STATED GOAL
Exclude images, then output the remaining data verbatim.

- - - -

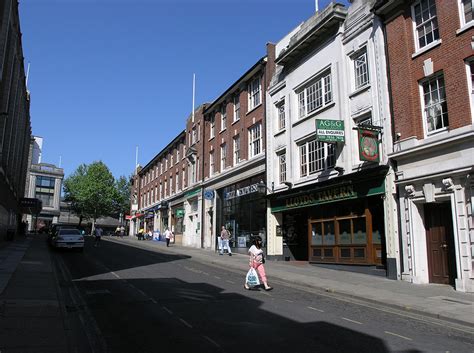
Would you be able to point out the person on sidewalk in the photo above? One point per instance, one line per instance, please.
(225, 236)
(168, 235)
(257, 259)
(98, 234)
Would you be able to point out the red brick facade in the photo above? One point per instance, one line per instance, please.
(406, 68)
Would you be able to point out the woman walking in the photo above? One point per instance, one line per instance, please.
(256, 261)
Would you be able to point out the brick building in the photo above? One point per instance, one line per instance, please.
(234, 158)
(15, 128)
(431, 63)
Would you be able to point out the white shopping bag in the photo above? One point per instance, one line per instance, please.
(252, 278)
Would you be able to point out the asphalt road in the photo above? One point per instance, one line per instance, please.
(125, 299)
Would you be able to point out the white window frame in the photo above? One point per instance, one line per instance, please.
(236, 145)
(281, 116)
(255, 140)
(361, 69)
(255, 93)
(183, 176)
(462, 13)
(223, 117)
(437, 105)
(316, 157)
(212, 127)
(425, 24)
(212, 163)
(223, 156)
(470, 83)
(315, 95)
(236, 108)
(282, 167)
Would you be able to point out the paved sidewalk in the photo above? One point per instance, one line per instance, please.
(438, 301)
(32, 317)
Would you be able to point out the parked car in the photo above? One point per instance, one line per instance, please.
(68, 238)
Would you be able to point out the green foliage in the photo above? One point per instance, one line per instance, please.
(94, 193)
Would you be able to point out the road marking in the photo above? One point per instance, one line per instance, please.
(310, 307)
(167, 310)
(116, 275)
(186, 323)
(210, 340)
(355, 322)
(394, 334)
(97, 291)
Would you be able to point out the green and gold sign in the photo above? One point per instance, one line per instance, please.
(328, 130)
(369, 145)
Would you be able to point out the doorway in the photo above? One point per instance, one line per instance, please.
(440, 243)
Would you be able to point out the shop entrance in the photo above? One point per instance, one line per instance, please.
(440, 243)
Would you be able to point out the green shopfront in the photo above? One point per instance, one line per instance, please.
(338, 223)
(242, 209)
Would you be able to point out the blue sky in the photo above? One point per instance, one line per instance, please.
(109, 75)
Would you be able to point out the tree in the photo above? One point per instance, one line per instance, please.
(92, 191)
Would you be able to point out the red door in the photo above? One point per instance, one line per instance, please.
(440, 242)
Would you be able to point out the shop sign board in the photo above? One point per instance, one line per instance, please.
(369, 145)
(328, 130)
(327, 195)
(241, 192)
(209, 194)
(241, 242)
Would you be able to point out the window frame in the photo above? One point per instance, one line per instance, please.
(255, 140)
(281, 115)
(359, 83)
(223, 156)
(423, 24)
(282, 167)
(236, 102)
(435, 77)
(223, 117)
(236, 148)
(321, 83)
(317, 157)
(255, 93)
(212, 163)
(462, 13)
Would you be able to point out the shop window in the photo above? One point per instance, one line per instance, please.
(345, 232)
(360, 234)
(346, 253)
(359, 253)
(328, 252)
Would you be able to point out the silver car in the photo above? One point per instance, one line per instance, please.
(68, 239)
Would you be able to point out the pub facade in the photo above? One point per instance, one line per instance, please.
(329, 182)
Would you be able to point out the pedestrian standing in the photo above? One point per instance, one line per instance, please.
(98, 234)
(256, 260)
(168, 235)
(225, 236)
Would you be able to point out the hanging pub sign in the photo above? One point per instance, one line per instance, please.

- - - -

SOLUTION FOR THIS EXERCISE
Would you be able to point out the person on sidewalk in the photo above? One point per instance, one line per instance, please.
(225, 236)
(168, 235)
(257, 259)
(98, 234)
Would you be able to point out the red brick facade in the photo above? One point per instance, one line per instance, please.
(406, 68)
Would you be able to point out the woman walking in the photo above? One point per instance, one line per instance, please.
(256, 261)
Would you be able to point out the brick building in the photo above? One point per instance, one line per instance, please.
(234, 158)
(15, 128)
(431, 63)
Would you be able to point out the white shopping bag in the photo above? One point per instance, one line per instance, please.
(252, 278)
Would you be able to point out the asphalt road in the photo above? One point per instance, one line per instance, please.
(125, 299)
Would you be able to point out the white window frame in the photo above? One point per instance, one line per instance, please.
(236, 145)
(281, 116)
(255, 140)
(361, 69)
(255, 93)
(183, 176)
(462, 13)
(223, 117)
(437, 105)
(316, 157)
(212, 127)
(425, 24)
(212, 163)
(223, 156)
(470, 83)
(315, 95)
(236, 108)
(282, 167)
Would you be able to point out the paved sidewalk in the photo above? One point per instance, one line per instance, please.
(438, 301)
(32, 317)
Would you be able to point out the parked car in the photo above? One point per instance, one line per instance, please.
(68, 238)
Would you be able to point out the green foliage in the photo above? One point per instance, one line per instance, please.
(94, 193)
Would you be able to point out the road marking in the photo above? One point per instance, one line per instance, please.
(310, 307)
(167, 310)
(116, 275)
(186, 323)
(210, 340)
(355, 322)
(394, 334)
(97, 291)
Would you be able to point out the green and gold sign in the photo above? One point per instance, one line per instance, please.
(328, 130)
(369, 145)
Would you be able to point out the doorway in the photo above? One point per instance, one line per instance, please.
(440, 243)
Would you be able to point out the shop entrance in the photo above? One point per instance, one line per instance, please.
(440, 243)
Would you be able to point out the green shopfront in the photo above? One point per instance, one line per instance, please.
(338, 223)
(242, 209)
Would you be able to point out the blue sky in the photo above? One point per instance, one line per instance, please.
(109, 75)
Would you be able to point out the tree in the photo above? One point per instance, one line per instance, please.
(92, 191)
Would you be able to point out the red door in the photo above? One point per instance, one line per instance, please.
(440, 242)
Would you be able to point out the shop sign board in the photo above? One point per instance, one line per instance, please.
(369, 145)
(328, 130)
(327, 195)
(241, 192)
(209, 194)
(241, 242)
Would you be able to point out the window frame in the photo above? One point per instance, one line per instance, please.
(255, 140)
(281, 115)
(359, 83)
(223, 156)
(423, 24)
(282, 167)
(236, 102)
(435, 77)
(223, 117)
(236, 148)
(321, 83)
(317, 157)
(255, 93)
(212, 163)
(462, 13)
Would you be able to point out the shop window in the photo above? One point per instance, one line per instance, please.
(345, 232)
(360, 234)
(346, 253)
(359, 253)
(328, 252)
Would you be able to point out the silver car in the photo above? One point per instance, one line per instance, please.
(68, 239)
Would you be able to point out the pub facade in the photo above? One point per instance, one line per instance, please.
(329, 182)
Would you be able to point out the pedestrian standing in the photo above? One point per instance, one line per instance, please.
(98, 234)
(256, 260)
(168, 235)
(225, 236)
Would you be able to point out the hanging pub sign in the photo above? One point per instance, one line per instance, please.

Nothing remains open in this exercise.